Extracted text:
- - -

She will not have a state funeral but will be accorded the same status as Princess Diana and the Queen Mother. A ceremonial funeral is one rung down from a state funeral - normally reserved for monarchs - and requires the consent of the Queen.
The union jack above Number 10 Downing Street has been lowered to half-mast, while Parliament will be recalled from its Easter recess on Wednesday to enable MPs and peers to pay tributes.
After cutting short a trip to Europe to return to London, Mr Cameron described Lady Thatcher as "the patriot prime minister" and the country's "greatest peacetime" leader.
While acknowledging that she had "divided opinion", Mr Cameron said she had "taken a country that was on its knees and made it stand tall again".
Her other successors in No 10 - Sir John Major, Tony Blair and Gordon Brown - praised her strength of character and political purpose, while Labour leader Ed Miliband said Lady Thatcher had been a "unique figure" who "reshaped the politics of a whole generation".
US President Barack Obama said "America has lost a true friend", while German Chancellor Angela Merkel said she would "never forget her part in surmounting the division of Europe and at the end of the Cold War".
But critics questioned the economic and social impact of her policies, with former Labour leader Lord Kinnock, who was defeated by her at the ballot box, saying they had been an "unmitigated disaster for Britain".
Lady Thatcher's government privatised much of Britain's state-owned industry and ushered in a new era of free market economics, a policy followed by many other governments around the world.

- - -

Record list:
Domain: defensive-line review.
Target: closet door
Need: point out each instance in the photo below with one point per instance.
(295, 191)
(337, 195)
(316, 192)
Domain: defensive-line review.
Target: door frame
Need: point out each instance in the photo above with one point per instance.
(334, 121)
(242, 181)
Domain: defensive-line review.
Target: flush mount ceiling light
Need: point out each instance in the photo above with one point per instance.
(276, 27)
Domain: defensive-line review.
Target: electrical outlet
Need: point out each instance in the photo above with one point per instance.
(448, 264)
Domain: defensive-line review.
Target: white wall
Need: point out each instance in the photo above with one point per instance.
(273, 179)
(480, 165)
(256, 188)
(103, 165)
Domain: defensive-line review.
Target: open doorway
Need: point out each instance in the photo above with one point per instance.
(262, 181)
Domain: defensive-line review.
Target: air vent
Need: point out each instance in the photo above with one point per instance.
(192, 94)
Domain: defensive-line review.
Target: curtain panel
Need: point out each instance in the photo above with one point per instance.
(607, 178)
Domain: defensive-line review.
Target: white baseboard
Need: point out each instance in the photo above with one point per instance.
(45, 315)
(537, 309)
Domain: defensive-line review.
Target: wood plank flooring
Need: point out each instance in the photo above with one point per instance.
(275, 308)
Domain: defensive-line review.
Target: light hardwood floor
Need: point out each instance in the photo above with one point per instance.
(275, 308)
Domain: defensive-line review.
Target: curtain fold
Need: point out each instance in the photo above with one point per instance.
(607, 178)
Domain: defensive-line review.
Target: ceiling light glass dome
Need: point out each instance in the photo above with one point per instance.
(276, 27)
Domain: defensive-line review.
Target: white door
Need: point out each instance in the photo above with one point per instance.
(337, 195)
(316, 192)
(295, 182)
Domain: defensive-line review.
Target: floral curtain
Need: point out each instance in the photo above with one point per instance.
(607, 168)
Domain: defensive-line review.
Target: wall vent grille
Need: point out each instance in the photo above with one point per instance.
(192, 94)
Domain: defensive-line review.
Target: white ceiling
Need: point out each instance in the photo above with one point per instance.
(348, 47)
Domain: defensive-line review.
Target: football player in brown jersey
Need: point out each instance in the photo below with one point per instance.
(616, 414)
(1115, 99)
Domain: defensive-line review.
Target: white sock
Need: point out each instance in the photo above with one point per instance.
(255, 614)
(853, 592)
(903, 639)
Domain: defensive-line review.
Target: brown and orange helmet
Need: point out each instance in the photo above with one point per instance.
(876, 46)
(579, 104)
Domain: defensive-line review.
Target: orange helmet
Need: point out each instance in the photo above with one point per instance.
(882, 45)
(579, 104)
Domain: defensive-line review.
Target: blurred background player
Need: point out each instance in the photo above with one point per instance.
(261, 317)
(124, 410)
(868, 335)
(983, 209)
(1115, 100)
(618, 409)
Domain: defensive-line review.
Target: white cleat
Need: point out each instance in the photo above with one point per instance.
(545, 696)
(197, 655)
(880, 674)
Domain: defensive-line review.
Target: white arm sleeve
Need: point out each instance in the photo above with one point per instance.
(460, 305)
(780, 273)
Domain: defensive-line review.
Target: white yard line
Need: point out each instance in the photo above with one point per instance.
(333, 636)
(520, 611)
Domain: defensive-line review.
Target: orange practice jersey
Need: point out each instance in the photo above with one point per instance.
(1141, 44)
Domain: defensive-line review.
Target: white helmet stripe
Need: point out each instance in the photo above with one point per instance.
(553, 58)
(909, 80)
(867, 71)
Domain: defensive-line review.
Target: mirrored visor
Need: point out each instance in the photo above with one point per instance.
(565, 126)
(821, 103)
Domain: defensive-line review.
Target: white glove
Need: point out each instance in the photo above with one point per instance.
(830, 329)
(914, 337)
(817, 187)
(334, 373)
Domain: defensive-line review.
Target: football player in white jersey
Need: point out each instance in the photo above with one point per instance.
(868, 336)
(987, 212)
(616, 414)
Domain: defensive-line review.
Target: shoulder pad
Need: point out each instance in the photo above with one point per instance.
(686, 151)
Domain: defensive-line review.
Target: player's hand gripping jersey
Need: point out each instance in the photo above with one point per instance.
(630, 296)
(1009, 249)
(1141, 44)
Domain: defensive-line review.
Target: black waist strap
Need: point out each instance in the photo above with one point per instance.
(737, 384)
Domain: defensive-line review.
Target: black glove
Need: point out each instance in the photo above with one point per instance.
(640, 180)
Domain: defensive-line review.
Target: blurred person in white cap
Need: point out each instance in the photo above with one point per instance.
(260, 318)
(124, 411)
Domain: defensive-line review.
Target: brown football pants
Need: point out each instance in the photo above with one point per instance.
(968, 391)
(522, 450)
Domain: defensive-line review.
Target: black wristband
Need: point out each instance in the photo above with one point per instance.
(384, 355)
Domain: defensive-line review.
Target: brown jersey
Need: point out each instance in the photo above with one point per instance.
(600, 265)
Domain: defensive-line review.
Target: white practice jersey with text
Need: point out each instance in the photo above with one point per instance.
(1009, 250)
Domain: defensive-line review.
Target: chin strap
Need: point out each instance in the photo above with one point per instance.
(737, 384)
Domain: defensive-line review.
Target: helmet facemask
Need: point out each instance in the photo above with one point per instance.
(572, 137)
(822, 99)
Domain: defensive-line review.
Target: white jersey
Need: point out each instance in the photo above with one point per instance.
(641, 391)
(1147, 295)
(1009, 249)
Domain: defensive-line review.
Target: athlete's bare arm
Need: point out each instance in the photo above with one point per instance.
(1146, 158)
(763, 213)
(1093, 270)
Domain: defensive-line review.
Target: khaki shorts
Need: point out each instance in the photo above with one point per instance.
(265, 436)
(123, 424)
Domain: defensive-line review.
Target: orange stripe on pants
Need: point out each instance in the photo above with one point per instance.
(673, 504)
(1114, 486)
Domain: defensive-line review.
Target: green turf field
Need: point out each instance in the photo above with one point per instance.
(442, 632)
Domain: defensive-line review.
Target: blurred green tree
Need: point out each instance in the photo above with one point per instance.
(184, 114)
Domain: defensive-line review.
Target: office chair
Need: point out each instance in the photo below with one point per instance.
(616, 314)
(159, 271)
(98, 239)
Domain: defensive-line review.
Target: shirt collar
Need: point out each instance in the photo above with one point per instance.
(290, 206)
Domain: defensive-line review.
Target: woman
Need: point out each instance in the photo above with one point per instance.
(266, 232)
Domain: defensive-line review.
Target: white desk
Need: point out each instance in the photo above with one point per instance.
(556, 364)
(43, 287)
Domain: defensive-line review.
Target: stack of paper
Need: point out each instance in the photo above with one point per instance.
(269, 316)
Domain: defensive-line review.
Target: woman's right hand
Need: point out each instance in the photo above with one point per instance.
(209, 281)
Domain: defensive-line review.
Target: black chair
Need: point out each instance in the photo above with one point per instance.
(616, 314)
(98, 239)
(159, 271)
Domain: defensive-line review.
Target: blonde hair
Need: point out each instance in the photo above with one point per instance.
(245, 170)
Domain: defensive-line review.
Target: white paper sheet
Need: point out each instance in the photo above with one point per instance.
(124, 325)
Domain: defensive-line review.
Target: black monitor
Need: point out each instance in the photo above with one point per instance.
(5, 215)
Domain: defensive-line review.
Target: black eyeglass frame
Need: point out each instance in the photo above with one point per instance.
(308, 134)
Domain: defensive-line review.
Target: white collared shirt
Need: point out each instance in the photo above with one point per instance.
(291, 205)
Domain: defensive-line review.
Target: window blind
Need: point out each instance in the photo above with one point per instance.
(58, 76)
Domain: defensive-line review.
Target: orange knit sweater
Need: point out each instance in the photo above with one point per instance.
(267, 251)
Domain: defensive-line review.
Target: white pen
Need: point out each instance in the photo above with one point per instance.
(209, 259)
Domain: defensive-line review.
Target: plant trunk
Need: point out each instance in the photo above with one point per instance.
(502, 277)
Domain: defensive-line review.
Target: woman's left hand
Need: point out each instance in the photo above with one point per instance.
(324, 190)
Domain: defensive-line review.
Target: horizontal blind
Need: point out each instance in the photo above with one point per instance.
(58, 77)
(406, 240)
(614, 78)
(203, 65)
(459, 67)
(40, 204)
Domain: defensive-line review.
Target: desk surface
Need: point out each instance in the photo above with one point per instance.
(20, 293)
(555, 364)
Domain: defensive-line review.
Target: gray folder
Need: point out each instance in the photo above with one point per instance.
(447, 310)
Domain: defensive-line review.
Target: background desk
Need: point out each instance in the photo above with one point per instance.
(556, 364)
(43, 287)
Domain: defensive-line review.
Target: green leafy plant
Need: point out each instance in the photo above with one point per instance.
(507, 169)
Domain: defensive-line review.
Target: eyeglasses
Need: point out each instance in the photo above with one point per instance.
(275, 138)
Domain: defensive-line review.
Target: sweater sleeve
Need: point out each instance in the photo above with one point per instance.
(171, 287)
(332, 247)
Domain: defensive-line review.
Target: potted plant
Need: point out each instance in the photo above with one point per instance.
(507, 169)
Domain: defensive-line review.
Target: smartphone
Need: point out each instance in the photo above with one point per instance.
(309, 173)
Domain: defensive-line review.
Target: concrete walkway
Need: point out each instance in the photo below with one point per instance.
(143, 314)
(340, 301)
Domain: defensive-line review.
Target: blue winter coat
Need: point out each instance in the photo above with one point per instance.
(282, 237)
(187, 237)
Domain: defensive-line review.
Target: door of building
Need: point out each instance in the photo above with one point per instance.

- - -

Task instructions:
1) In the text about Lady Thatcher's funeral and tributes, on what day will Parliament be recalled from its Easter recess?
2) Write out the passage from the text about Lady Thatcher's funeral and tributes from "She will not" to "to pay tributes.".

Results for each task:
1) Wednesday

2)
She will not have a state funeral but will be accorded the same status as Princess Diana and the Queen Mother. A ceremonial funeral is one rung down from a state funeral - normally reserved for monarchs - and requires the consent of the Queen.
The union jack above Number 10 Downing Street has been lowered to half-mast, while Parliament will be recalled from its Easter recess on Wednesday to enable MPs and peers to pay tributes.